§ **DIRECTIONS FOR THIS TASK**: Display each line of the records below that contains the word "coffee", copying every such line in full.

§ **RECORDS SHOWN**:
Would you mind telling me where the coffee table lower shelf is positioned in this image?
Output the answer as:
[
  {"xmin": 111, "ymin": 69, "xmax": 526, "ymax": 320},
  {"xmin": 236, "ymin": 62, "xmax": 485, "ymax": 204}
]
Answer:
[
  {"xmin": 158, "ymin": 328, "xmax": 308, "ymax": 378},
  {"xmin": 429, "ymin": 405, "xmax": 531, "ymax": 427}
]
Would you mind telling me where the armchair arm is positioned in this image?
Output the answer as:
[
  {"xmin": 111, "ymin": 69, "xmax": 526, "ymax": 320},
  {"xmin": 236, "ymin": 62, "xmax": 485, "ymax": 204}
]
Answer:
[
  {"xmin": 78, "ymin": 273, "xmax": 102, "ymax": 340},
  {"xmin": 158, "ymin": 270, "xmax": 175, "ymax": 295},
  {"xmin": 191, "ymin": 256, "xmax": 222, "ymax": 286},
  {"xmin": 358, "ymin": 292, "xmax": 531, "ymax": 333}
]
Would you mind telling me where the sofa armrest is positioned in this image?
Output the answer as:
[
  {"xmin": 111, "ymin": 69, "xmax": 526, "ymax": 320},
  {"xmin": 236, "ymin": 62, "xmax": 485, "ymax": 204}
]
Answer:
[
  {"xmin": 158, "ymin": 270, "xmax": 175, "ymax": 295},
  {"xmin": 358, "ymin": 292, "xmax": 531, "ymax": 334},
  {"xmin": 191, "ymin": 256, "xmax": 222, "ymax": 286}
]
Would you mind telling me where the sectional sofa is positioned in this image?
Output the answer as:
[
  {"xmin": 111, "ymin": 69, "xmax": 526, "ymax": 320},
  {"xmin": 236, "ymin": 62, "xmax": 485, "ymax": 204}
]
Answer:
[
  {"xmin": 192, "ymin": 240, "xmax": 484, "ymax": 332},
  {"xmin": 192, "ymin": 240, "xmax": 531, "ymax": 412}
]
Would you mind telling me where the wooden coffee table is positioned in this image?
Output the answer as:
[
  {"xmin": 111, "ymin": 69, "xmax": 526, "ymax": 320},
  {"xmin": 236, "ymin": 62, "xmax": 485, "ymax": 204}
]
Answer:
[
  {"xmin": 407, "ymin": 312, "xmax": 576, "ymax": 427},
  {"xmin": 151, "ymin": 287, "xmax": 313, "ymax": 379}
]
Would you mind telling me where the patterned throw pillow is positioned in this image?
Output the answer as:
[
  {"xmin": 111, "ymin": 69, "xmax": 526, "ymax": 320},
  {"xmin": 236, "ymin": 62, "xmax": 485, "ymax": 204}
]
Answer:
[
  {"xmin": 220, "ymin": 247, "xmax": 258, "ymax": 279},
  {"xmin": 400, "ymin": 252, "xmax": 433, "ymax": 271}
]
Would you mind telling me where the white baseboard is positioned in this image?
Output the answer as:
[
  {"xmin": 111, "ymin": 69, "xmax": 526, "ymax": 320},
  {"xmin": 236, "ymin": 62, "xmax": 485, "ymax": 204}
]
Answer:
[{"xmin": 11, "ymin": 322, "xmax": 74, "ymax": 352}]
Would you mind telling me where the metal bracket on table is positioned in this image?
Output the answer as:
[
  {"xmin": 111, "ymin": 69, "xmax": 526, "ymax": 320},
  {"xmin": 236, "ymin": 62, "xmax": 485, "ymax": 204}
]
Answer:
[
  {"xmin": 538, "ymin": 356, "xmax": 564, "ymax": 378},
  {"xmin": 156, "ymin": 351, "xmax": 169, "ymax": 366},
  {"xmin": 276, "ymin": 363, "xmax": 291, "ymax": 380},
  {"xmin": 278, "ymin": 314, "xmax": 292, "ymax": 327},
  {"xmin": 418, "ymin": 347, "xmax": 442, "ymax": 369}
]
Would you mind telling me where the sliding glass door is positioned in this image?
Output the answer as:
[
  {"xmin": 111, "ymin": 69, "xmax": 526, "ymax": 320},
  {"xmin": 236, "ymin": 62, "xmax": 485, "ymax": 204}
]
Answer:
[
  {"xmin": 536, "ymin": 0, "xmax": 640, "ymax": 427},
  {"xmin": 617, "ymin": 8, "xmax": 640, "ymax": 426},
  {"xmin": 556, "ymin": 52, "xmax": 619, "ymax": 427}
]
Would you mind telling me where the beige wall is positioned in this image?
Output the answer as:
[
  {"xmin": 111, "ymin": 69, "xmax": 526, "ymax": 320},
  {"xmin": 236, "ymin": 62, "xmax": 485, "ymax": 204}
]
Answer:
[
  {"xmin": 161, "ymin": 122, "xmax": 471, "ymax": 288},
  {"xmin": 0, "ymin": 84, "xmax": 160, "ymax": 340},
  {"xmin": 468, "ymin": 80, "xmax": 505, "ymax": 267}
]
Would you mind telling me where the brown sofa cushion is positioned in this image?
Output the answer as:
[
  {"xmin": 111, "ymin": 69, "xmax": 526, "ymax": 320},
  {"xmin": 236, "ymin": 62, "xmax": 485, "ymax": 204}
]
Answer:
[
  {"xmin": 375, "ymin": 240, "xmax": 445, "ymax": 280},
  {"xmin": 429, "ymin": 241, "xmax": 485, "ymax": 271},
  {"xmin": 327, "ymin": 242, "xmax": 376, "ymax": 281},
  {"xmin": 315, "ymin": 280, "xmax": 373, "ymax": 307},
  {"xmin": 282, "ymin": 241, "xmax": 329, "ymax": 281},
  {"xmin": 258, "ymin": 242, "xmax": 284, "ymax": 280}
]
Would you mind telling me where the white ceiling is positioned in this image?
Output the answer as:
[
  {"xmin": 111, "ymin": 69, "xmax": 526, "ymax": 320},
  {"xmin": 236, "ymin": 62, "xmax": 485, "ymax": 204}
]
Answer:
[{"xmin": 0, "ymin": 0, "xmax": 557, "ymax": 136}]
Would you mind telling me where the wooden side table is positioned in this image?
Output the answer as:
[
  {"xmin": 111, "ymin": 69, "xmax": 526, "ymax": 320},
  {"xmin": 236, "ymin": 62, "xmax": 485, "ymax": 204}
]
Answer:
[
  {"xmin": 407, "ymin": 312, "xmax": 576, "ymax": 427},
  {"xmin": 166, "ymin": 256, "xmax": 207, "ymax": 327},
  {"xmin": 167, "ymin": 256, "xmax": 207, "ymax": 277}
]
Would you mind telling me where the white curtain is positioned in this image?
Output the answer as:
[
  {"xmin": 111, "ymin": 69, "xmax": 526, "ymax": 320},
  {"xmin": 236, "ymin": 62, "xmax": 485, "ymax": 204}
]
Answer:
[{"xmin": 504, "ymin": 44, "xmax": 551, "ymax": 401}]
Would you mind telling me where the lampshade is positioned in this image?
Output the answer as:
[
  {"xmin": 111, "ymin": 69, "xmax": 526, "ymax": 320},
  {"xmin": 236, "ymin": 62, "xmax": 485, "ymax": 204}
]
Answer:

---

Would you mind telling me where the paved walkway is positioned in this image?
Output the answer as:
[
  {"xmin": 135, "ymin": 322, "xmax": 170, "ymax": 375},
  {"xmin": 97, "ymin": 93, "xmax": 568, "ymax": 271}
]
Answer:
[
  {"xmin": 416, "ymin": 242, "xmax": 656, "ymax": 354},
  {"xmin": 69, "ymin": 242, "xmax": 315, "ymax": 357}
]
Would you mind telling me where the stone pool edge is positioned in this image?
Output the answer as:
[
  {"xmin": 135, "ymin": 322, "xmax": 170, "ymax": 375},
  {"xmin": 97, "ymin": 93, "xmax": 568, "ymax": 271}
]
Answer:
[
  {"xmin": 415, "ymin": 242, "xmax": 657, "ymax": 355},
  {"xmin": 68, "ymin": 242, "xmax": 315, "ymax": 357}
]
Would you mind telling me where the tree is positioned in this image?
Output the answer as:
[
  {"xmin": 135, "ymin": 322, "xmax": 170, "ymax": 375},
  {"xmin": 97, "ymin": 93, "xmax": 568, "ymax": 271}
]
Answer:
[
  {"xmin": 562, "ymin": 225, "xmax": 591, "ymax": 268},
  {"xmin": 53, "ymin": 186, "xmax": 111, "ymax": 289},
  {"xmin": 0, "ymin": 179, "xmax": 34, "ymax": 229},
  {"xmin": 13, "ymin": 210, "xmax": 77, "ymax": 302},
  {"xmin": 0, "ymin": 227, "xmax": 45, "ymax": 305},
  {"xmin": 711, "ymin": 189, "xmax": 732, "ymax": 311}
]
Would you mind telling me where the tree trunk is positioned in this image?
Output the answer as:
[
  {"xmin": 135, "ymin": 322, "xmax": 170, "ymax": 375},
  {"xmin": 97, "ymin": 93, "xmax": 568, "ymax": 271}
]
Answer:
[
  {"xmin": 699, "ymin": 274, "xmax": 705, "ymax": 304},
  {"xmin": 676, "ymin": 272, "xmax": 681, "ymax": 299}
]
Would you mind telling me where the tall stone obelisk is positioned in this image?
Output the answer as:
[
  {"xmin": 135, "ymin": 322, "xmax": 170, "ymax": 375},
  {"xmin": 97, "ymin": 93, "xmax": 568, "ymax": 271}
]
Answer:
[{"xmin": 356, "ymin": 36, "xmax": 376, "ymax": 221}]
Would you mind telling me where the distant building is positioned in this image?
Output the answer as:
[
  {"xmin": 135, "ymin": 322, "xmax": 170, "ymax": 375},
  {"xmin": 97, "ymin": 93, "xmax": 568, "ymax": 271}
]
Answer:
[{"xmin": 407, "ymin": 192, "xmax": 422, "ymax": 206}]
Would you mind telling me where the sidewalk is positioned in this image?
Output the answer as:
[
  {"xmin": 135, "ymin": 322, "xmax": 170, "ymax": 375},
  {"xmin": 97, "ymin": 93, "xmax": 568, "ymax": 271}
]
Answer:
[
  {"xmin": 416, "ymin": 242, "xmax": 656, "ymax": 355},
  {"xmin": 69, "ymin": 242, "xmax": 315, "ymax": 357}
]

§ **ANSWER**:
Would you mind telling me where the coffee table lower shelf is positioned in this image?
Would you mind telling me where the wooden coffee table is positioned in this image?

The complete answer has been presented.